Point-per-instance localization data:
"""

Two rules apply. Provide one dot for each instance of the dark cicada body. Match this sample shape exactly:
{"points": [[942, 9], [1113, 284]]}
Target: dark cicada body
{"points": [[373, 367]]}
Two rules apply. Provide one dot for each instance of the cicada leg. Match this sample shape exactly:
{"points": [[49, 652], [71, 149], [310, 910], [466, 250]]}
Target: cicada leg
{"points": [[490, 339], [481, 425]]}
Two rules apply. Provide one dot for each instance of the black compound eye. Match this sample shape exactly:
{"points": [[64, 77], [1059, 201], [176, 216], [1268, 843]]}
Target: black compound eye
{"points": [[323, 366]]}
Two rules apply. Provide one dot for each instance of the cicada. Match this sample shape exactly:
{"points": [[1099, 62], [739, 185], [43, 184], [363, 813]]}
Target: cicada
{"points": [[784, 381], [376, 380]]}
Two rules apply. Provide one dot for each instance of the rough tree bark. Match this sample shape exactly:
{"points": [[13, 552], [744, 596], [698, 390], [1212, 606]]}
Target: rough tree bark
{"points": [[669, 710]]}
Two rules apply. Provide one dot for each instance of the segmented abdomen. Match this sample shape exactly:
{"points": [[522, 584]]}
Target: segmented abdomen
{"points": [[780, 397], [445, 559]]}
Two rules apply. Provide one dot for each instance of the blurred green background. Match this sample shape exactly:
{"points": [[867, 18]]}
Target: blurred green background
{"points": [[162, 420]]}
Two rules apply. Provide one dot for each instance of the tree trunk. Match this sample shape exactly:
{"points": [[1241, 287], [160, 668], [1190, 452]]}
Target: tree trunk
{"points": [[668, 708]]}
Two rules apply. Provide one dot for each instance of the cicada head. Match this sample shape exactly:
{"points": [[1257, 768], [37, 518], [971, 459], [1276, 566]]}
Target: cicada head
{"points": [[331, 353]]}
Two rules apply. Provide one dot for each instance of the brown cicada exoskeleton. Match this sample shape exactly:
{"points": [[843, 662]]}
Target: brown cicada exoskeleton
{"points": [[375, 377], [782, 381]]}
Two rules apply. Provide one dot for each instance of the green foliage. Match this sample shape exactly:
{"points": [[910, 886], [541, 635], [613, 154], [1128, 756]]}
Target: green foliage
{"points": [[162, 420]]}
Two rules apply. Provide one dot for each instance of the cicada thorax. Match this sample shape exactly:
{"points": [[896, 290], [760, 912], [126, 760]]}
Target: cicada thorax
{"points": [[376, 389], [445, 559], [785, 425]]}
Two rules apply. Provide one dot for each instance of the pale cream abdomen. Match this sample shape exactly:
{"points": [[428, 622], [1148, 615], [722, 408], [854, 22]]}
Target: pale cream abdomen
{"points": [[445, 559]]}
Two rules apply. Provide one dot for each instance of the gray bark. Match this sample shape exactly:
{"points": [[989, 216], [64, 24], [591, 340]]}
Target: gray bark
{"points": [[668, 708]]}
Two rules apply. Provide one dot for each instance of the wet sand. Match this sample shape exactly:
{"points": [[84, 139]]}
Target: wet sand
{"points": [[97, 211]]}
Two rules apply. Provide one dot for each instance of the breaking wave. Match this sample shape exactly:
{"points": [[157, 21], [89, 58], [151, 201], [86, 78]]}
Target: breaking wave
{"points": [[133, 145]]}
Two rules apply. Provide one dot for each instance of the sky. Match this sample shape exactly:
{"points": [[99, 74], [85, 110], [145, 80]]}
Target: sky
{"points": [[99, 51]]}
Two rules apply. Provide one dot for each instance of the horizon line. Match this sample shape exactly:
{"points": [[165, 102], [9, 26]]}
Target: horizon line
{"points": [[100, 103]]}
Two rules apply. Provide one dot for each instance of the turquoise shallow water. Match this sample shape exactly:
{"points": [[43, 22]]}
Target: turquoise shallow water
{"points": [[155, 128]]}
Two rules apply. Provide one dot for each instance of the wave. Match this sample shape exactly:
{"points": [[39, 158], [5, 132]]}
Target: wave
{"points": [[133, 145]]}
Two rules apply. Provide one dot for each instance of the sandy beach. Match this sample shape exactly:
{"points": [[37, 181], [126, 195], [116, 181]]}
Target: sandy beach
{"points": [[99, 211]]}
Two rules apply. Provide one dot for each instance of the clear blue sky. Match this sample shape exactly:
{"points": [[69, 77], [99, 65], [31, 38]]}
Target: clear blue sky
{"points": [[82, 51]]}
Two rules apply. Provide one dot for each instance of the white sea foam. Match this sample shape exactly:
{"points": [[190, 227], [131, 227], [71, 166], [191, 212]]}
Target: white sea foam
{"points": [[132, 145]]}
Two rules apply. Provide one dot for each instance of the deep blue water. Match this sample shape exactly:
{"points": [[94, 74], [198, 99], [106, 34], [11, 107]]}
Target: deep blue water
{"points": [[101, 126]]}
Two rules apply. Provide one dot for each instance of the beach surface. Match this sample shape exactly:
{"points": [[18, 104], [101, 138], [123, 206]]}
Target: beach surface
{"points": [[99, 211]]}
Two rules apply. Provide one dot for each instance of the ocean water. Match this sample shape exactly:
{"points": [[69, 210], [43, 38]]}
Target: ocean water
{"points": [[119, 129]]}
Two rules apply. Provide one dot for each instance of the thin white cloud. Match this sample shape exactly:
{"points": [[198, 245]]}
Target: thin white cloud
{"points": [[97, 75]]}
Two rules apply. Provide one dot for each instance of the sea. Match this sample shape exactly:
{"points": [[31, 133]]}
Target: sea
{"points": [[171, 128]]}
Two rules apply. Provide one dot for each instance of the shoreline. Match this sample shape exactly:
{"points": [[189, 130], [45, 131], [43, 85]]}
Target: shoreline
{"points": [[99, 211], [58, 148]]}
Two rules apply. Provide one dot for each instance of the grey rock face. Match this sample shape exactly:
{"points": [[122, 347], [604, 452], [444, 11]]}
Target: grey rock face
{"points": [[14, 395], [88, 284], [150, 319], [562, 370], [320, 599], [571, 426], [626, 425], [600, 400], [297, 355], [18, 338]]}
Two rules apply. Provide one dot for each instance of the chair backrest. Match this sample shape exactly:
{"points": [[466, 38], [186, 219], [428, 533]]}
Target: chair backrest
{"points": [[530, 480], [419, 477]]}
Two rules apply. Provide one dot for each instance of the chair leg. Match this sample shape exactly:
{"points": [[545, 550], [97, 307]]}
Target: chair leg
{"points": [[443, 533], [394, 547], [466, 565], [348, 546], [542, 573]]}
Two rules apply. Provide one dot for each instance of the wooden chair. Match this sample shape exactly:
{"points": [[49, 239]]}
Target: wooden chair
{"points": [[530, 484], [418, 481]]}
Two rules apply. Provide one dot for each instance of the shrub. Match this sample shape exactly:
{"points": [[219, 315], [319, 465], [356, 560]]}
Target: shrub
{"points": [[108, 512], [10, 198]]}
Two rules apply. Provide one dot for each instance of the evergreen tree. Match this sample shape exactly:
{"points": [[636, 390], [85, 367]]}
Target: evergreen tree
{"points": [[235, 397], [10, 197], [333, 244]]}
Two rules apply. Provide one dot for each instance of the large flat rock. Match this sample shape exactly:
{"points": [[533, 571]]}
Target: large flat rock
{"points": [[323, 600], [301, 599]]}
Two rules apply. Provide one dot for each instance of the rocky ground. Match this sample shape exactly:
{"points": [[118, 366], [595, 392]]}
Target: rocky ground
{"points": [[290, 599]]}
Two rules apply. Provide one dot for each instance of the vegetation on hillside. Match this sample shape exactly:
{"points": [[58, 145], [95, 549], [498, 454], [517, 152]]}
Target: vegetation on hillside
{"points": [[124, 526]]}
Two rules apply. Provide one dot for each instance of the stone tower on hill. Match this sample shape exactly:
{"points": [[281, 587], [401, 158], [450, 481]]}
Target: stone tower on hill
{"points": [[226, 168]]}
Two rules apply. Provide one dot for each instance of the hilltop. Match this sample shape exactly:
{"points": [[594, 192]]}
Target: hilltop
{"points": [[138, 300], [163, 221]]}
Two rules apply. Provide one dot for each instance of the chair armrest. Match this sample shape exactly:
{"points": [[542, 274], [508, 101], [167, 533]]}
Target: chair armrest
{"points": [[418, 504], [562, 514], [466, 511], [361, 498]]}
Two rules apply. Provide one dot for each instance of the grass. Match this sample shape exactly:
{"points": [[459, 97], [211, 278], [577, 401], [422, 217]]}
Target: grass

"""

Set down, word for word, each line from the top of the records above through the line with "the cicada leg.".

Two rules apply. Provide one dot for each instance of the dark cicada body. Match this sample shape exactly:
{"points": [[942, 9], [1113, 284]]}
Target: dark cicada body
{"points": [[373, 367]]}
Two rules apply. Provide one dot for each instance of the cicada leg. Match this sample shape exactly:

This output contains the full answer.